## [TASK DETAILS]
Answer these questions using the post below about a hot day and dinner plans.
(a) In which two places does the writer say they like hot weather?
(b) What publication did Jack's steak recipe come from?
(c) What did Eric Ripert serve with his steak?

## [TEXT]
[Begin]
Iceberg dead ahead!

There’s an old Kenny Rogers song that has lyrics that go something like “know when to hold ’em, know when to fold ’em, know when to walk away and know when to run”–keep that in mind.

First let me say, it’s hot here today and I am only a fan of hot in Hawaii or Palm Desert, not when I have lots to do around the house/yard. I spent the day washing the windows and screens inside and out as well as doing multiple loads of laundry, some vacuuming and bathing Buster–so I’ve had a full day and I am a little tired.

Jack decided to try an Eric Ripert steak recipe from this month’s Bon Appetit for dinner, which is fantastic because A). He’s doing it and B). I could have a crush on Eric Ripert–he’s adorable, especially in print and from the waist up. I saw him walk once on a cooking show and that was less than impressive but anyway…

What to have with the ER steak? Too hot for potatoes or rice and no time to make the israeli couscous Eric served with his steak, but we have asparagus which is perfect and then I thought a cool, crisp iceberg wedge would be delicious. Problem is, it’s a little like Old Mother Hubbard’s here. Please do not judge me when you read the rest.
[End]
[Data records]
[Begin]
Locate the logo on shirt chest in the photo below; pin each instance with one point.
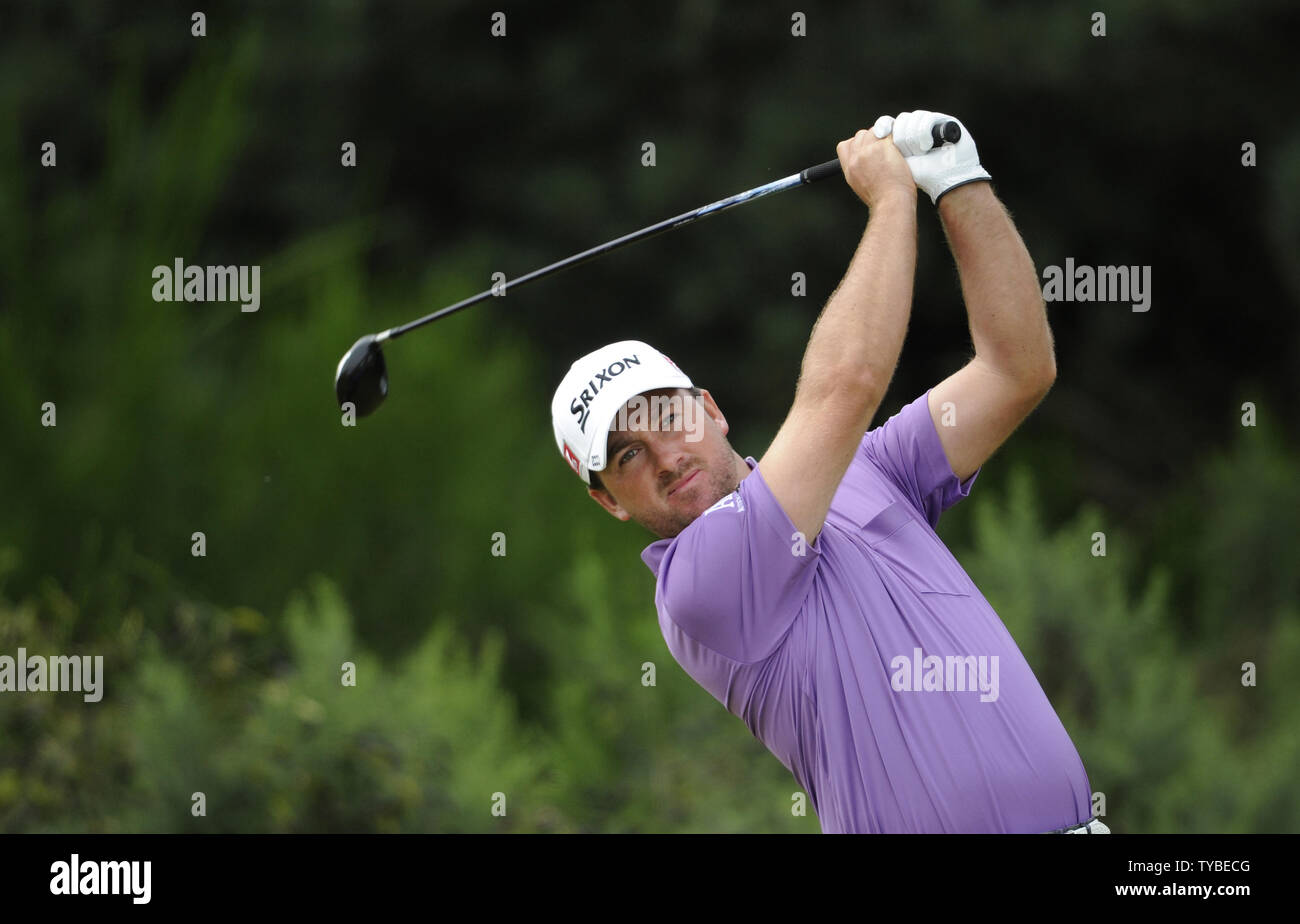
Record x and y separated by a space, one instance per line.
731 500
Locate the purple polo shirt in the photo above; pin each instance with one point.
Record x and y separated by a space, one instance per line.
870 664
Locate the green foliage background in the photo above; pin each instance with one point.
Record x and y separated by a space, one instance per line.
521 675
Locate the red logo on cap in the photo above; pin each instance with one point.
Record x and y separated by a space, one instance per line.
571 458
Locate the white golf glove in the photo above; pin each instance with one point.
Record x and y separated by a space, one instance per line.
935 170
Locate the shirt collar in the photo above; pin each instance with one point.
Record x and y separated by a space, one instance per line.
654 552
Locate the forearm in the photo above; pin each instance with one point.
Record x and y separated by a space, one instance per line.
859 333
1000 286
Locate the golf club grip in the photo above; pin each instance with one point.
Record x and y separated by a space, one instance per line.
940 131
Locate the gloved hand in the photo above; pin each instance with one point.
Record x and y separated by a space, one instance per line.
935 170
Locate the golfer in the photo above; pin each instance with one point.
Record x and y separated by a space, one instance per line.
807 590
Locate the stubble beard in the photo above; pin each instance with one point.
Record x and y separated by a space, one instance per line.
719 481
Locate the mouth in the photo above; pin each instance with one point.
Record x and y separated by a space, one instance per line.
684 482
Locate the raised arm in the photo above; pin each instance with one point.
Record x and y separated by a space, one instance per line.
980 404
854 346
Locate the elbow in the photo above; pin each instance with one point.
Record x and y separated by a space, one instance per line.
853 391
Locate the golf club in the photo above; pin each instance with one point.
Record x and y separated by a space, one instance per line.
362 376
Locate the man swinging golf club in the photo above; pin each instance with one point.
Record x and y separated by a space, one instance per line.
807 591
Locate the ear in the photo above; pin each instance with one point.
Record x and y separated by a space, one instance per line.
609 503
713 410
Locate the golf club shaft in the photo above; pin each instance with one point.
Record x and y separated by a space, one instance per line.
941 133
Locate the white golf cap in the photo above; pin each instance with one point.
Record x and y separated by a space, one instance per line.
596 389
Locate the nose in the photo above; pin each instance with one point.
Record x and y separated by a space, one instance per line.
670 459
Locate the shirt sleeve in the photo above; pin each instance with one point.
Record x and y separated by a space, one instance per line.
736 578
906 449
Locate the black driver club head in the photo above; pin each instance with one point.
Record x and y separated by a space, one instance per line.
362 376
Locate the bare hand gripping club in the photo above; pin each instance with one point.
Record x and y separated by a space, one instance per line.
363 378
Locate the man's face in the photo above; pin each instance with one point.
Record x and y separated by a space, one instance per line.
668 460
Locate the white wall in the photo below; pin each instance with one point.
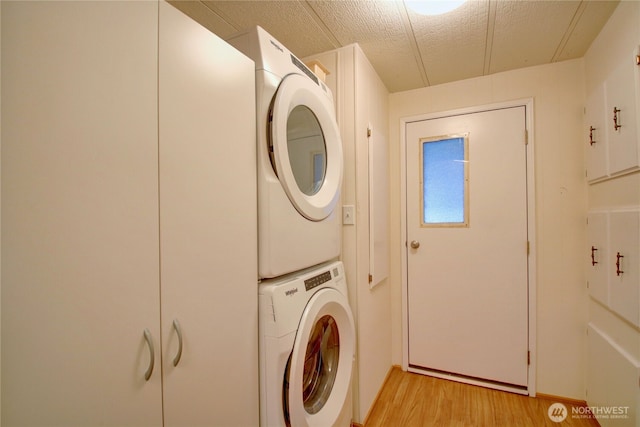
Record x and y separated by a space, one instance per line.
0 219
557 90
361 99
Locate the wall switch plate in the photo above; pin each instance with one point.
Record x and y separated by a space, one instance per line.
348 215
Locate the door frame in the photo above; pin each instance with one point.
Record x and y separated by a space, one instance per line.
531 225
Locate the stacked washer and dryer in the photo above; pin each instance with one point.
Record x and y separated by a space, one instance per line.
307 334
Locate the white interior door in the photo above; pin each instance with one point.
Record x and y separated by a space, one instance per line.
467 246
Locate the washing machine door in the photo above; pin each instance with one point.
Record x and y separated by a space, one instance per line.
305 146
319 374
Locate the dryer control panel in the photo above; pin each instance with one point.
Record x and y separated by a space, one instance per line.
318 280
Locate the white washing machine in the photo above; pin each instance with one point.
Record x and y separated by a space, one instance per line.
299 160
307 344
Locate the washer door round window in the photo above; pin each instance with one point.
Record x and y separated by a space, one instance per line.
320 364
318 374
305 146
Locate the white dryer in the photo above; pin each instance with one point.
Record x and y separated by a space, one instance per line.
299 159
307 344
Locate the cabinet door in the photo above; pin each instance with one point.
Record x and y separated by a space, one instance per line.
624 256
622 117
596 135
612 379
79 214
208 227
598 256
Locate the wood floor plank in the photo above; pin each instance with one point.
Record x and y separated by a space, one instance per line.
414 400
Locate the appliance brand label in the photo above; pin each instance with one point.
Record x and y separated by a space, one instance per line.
[End]
## [SOLUTION BELOW]
(a) Hawaii and Palm Desert.
(b) This month's Bon Appetit.
(c) Israeli couscous.